#### Required task
Can you copy the rows below word for word, leaving the pictures out?

#### Recorded data
★ ★ ★

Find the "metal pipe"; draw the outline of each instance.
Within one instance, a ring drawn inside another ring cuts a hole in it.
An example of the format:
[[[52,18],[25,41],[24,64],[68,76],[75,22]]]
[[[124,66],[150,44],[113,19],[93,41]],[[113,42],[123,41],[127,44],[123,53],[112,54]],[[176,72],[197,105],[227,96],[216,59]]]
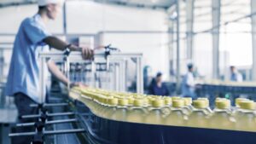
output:
[[[50,131],[44,131],[44,135],[61,135],[61,134],[72,134],[72,133],[81,133],[81,132],[85,132],[85,130],[74,129],[74,130],[50,130]],[[36,134],[37,134],[36,132],[12,133],[12,134],[9,134],[9,137],[31,136]]]
[[[56,116],[67,116],[67,115],[74,115],[75,112],[57,112],[57,113],[49,113],[48,117],[56,117]],[[32,114],[32,115],[24,115],[21,116],[21,118],[39,118],[41,115],[39,114]]]
[[[43,107],[61,107],[61,106],[68,106],[68,103],[46,103],[44,104]],[[38,104],[31,104],[31,107],[38,107]]]
[[[76,118],[73,119],[64,119],[64,120],[52,120],[52,121],[47,121],[45,124],[62,124],[62,123],[72,123],[72,122],[77,122],[78,120]],[[17,127],[22,127],[22,126],[32,126],[35,123],[24,123],[24,124],[17,124]]]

★ ★ ★

#### Solution to this task
Find the "metal pipe"; draw the outline of each instance.
Within one instance, a ring drawn inside another ring cuts a hole in it.
An example of the format:
[[[52,18],[25,41],[24,64],[68,76],[75,22]]]
[[[124,66],[150,44],[113,19],[93,41]],[[113,42],[123,41],[127,44],[123,53],[112,54]],[[176,72],[197,105],[227,96],[216,59]]]
output:
[[[50,131],[44,131],[44,135],[61,135],[61,134],[72,134],[72,133],[81,133],[81,132],[85,132],[85,130],[74,129],[74,130],[50,130]],[[36,134],[37,134],[36,132],[12,133],[12,134],[9,134],[9,137],[31,136]]]
[[[56,116],[67,116],[67,115],[74,115],[75,112],[57,112],[57,113],[49,113],[48,117],[56,117]],[[32,114],[32,115],[24,115],[21,116],[21,118],[39,118],[41,115],[39,114]]]
[[[43,107],[61,107],[61,106],[68,106],[68,103],[46,103],[44,104]],[[38,104],[31,104],[31,107],[38,107]]]
[[[76,118],[73,119],[64,119],[64,120],[52,120],[52,121],[47,121],[45,124],[62,124],[62,123],[72,123],[72,122],[77,122],[78,120]],[[17,127],[22,127],[22,126],[32,126],[35,123],[24,123],[24,124],[17,124]]]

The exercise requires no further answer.